Excerpt provided:
★ ★ ★ ★

Key Experimental Results

Main Results (Dual-path Reasoning pass@5, %)

Model CruxEval HumanEval PythonSaga
Llama-3.2-3B-Inst. 0.0 0.0 0.0
Qwen2.5-32B 57.0 31.0 6.4
QwQ-32B 33.2 25.0 2.1
Gemini 2.5 Flash 73.8 62.0 8.5
GPT-5 Mini 91.6 76.0 44.7
Claude Sonnet 4 95.3 79.0 70.2

Ablation Study (Input Generation vs. Input Mutation, GPT-5 Mini)

Setting CruxEval pass@5 HumanEval pass@5 PythonSaga pass@5
Input Generation (No original input) 97.7 99.0 95.7
Input Mutation (Ours) 97.0 88.0 95.7

Key Findings

  • Single-direction success does not translate to joint success: Many models perform well in either execution reasoning or counterfactual reasoning alone but drop significantly under dual-path evaluation, proving the incompleteness of single-path evaluation.
  • Reasoning post-training is ineffective: Among open-source models, non-reasoning variants (Qwen2.5-32B, Mistral Small 24B) actually outperform their reasoning variants (QwQ-32B, Magistral Small) in dual-path reasoning, by an average of 63.9% and 47.9% respectively.
  • Scaling effects are non-monotonic: Qwen2.5-32B consistently outperforms Qwen2.5-72B in dual-path reasoning; all models <10B show near-zero performance in execution reasoning but some performance in counterfactual reasoning.
  • Complexity impact is significant: From CruxEval to PythonSaga, dual-path performance drops sharply (e.g., Gemini 2.5 Flash drops from 73.8% to 8.5%).
  • Input mutation is harder than input generation: Models actually perform better when the original input is removed, because input mutation requires reasoning about how input perturbations propagate through intermediate program states.

★ ★ ★ ★

Listed entries:

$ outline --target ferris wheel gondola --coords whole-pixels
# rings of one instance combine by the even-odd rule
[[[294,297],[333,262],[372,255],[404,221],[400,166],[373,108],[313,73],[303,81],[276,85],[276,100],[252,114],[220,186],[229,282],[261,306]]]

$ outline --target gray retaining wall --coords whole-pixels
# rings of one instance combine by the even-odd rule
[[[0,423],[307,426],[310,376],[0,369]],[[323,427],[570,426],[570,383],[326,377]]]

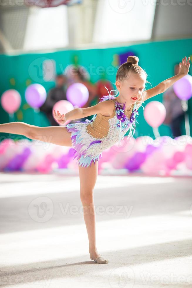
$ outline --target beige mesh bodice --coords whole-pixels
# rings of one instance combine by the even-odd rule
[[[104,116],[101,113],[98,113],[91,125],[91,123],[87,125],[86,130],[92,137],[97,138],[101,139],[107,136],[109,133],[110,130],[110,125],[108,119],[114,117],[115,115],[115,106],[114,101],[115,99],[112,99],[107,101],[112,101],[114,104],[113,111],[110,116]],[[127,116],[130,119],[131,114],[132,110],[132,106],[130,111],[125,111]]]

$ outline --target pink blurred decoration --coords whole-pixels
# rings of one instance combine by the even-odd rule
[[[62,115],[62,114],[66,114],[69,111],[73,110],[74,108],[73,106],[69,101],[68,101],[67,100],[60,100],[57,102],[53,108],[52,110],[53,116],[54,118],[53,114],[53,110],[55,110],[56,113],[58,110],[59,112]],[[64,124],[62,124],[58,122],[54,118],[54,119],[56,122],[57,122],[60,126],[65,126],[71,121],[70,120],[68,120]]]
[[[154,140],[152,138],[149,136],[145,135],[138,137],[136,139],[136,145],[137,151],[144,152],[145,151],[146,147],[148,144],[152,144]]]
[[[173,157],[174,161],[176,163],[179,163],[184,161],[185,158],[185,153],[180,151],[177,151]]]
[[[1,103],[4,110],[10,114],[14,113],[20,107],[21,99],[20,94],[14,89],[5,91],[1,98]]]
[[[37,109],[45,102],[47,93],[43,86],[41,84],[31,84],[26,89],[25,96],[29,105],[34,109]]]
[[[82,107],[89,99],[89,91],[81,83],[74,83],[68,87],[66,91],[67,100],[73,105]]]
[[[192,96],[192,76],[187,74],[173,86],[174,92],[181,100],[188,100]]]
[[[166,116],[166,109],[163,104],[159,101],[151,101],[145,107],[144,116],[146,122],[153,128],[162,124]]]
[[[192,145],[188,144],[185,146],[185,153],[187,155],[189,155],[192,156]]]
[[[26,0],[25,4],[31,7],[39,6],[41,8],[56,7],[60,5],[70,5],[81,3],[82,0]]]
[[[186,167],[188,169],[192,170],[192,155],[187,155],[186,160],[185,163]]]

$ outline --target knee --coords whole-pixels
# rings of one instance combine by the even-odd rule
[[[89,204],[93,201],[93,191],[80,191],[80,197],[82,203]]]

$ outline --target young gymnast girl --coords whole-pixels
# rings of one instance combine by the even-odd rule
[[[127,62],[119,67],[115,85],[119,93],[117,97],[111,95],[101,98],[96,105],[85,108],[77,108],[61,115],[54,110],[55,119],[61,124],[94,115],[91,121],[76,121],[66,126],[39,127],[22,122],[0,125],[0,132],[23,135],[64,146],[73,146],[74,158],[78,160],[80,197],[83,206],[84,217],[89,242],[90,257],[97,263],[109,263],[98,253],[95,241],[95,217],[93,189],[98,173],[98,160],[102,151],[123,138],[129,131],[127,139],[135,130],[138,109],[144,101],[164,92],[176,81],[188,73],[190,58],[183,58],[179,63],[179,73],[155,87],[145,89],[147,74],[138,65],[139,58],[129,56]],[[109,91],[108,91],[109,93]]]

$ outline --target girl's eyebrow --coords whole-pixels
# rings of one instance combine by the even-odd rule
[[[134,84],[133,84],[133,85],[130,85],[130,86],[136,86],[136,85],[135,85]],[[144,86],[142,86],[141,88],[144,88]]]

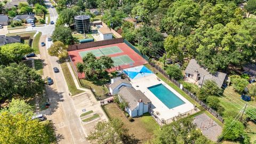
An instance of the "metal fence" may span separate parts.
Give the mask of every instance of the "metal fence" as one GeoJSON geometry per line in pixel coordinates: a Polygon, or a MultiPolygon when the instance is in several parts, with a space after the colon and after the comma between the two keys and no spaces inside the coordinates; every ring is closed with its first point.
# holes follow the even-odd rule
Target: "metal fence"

★ ★ ★ ★

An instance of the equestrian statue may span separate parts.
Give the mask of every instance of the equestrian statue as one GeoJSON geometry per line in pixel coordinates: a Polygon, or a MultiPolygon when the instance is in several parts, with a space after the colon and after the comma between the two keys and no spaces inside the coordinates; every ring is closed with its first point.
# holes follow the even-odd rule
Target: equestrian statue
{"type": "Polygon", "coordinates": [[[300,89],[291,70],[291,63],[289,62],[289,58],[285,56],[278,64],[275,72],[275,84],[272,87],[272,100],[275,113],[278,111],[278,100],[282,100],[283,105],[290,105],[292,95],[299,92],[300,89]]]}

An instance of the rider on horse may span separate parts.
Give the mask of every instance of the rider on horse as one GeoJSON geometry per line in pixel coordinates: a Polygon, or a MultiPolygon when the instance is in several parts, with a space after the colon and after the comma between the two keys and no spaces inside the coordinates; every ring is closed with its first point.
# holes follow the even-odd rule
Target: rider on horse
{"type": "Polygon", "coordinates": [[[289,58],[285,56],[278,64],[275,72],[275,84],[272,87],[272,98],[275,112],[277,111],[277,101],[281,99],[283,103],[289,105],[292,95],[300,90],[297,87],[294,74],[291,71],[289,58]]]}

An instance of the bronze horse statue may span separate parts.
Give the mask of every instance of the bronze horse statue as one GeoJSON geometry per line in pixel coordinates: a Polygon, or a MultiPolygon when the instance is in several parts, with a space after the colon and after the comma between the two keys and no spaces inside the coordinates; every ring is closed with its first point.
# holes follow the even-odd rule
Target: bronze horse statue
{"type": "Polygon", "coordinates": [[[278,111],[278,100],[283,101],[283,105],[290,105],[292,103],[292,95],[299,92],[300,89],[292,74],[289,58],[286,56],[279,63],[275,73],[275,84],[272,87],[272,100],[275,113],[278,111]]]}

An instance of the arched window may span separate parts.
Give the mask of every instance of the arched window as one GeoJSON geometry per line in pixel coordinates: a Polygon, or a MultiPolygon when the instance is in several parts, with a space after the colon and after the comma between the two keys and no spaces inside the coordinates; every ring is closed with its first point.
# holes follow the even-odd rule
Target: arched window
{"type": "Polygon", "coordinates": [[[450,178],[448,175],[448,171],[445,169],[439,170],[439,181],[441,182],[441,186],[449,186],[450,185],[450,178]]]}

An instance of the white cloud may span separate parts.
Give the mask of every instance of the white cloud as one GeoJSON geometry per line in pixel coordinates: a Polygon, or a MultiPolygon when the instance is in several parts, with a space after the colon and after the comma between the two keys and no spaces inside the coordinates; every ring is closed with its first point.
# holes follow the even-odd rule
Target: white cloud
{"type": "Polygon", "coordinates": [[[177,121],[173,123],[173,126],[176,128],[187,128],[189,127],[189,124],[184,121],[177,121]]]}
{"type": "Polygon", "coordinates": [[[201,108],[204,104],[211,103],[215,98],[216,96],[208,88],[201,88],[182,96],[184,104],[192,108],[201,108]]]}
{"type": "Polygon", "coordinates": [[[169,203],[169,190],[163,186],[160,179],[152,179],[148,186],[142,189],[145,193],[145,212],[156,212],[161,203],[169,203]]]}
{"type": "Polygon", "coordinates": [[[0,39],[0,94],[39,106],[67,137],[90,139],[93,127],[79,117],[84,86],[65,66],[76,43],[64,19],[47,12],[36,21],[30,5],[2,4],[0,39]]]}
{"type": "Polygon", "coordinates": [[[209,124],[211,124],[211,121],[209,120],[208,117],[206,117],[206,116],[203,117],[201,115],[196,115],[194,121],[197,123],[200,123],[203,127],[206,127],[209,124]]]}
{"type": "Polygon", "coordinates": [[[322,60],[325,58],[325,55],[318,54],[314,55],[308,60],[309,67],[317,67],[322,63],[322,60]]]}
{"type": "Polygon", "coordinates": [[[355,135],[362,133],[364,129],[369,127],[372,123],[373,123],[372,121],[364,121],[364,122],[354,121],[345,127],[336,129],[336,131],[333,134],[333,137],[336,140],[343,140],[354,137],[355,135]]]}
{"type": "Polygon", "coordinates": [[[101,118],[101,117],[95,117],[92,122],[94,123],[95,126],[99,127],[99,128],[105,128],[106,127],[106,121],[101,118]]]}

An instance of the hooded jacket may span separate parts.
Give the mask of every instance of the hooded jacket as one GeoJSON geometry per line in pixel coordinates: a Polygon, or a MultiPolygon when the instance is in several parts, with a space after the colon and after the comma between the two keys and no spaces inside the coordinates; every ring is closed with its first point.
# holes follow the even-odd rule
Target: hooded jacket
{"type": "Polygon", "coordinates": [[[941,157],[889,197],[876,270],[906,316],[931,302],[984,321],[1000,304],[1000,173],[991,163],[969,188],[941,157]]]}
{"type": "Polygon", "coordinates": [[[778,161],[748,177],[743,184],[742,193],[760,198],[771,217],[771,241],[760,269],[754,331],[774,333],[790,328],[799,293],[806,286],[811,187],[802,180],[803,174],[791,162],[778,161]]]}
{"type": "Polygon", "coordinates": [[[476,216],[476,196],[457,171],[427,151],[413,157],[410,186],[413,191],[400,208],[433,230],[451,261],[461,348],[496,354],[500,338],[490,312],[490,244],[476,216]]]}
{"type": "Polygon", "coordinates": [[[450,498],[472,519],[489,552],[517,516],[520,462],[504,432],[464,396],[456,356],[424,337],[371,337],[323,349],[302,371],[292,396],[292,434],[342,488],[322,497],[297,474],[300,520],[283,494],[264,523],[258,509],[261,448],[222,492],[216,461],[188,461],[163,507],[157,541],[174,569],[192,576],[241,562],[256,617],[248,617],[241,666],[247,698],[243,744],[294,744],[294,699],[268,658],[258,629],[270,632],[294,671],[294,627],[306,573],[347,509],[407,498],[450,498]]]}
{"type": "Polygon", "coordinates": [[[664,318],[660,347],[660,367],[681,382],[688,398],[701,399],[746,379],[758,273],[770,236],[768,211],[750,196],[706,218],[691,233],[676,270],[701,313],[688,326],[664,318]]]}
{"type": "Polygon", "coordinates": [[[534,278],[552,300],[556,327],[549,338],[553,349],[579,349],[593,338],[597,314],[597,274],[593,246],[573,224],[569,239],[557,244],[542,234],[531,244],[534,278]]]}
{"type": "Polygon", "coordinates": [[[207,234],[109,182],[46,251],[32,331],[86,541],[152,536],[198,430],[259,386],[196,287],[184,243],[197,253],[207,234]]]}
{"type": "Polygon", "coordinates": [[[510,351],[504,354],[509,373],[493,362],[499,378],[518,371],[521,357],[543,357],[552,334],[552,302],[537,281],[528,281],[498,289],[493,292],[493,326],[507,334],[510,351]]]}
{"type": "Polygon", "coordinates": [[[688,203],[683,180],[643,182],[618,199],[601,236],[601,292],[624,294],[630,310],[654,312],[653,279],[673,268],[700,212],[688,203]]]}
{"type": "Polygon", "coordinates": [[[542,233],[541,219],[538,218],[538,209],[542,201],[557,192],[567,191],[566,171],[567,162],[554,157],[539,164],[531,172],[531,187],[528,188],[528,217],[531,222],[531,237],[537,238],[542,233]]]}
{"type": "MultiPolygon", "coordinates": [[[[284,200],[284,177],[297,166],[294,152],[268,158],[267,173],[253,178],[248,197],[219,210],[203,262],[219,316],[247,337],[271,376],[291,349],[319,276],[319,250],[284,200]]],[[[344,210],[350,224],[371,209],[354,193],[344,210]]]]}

★ ★ ★ ★

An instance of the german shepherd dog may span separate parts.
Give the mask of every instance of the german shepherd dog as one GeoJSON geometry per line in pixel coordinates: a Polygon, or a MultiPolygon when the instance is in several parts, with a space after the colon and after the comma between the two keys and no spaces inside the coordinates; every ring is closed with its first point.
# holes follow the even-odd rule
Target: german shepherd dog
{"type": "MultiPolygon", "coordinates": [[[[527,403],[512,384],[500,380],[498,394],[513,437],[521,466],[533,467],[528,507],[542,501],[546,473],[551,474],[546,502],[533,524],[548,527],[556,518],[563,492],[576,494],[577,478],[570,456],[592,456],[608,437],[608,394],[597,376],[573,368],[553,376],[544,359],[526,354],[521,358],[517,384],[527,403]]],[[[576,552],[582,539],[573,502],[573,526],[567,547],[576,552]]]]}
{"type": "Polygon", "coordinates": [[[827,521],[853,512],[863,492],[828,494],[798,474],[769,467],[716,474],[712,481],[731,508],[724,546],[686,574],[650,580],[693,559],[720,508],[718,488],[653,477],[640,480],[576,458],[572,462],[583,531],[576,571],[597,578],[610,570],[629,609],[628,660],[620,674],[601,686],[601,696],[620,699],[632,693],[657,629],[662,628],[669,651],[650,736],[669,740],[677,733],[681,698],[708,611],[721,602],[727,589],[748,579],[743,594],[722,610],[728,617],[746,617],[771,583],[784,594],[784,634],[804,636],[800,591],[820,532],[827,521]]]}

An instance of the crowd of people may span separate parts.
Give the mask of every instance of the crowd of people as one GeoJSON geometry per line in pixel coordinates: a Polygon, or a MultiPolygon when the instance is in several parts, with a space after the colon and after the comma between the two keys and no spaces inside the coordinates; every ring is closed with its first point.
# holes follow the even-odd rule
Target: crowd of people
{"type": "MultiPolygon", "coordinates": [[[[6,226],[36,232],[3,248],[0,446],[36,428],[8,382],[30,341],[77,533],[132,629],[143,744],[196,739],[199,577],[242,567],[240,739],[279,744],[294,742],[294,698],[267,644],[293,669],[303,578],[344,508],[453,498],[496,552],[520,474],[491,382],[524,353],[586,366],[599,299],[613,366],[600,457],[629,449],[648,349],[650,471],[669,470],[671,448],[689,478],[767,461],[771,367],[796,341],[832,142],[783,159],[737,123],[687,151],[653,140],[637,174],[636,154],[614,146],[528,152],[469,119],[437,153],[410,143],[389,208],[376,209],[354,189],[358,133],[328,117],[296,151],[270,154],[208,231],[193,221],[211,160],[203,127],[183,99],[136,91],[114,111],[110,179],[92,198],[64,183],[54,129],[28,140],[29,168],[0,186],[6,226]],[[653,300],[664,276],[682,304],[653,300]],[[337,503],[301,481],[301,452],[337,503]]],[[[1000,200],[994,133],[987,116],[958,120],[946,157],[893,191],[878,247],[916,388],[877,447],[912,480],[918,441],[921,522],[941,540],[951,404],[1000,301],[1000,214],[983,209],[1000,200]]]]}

★ ★ ★ ★

Tasks to carry out:
**a.** Repeat the dual-path reasoning results word for word, everything from "Model CruxEval HumanEval" down to "Mutation, GPT-5 Mini)".
**b.** Go on with the excerpt on dual-path reasoning results, starting right after its final sentence.
The data above has no connection to the dual-path reasoning results and is separate material.

Responses:
**a.**
Model CruxEval HumanEval PythonSaga
Llama-3.2-3B-Inst. 0.0 0.0 0.0
Qwen2.5-32B 57.0 31.0 6.4
QwQ-32B 33.2 25.0 2.1
Gemini 2.5 Flash 73.8 62.0 8.5
GPT-5 Mini 91.6 76.0 44.7
Claude Sonnet 4 95.3 79.0 70.2

Ablation Study (Input Generation vs. Input Mutation, GPT-5 Mini)

**b.**
Highlights & Insights

  • Duality Framework: Program execution reasoning naturally possesses a forward/backward dual structure; joint evaluation reflects true understanding better than separate evaluations. This concept can be extended to other reasoning tasks—such as "forward solving" and "backward problem construction" in mathematical reasoning.
  • Counterfactual Reasoning as a Causal Probe: Unlike random fuzzing, requiring the model to identify necessary input changes through reasoning rather than trial-and-error directly tests causal understanding.
  • Counter-intuitive Findings on Reasoning Post-training: Reasoning-specific post-training not only failed to improve program execution reasoning but caused degradation, suggesting that current reasoning enhancement strategies may be overly biased toward specific reasoning patterns.

Limitations & Future Work

  • Currently covers only the Python language; expansion to other languages requires building secure sandbox environments.
  • Data is sourced from public benchmarks, posing a potential risk of data contamination (though the design of counterfactual reasoning partially mitigates this).
  • The default selection of the target branch with the maximum coverage increment may be biased toward branches that are easier to reason about.
  • Currently uses code coverage as the only observable behavior; future work could extend this to other execution attributes such as program output or intermediate states.
  • vs CruxEval: CruxEval pairs output prediction with input prediction, but each direction is evaluated independently. DexBench jointly evaluates causal reasoning by sharing the execution context.
  • vs R-Eval (IC-Score): R-Eval combines an IC-Score from multiple execution tasks but remains a single-path evaluation. DexBench introduces the counterfactual dimension.
  • vs CES: CES evaluates reasoning consistency across multiple inputs but processes each path independently, without exploring the causal logic that leads to path divergence.

Rating

  • Novelty: ⭐⭐⭐⭐⭐ The duality framework is a fresh perspective for evaluating program reasoning, elegantly designed.
  • Experimental Thoroughness: ⭐⭐⭐⭐ 13 models, three levels of complexity, complete sensitivity analysis, though the data scale is relatively small (445 instances).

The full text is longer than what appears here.